Can you quote every one of the lines below word for word, leaving each character as it is?

→ **LISTED RECORDS**:
===
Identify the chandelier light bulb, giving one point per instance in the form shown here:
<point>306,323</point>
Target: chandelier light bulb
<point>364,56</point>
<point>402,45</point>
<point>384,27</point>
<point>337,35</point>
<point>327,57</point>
===
→ **EXERCISE SOLUTION**:
Identify the chandelier light bulb, giving one point per instance in the form shown here:
<point>306,323</point>
Target: chandelier light bulb
<point>364,56</point>
<point>402,45</point>
<point>384,27</point>
<point>337,35</point>
<point>327,57</point>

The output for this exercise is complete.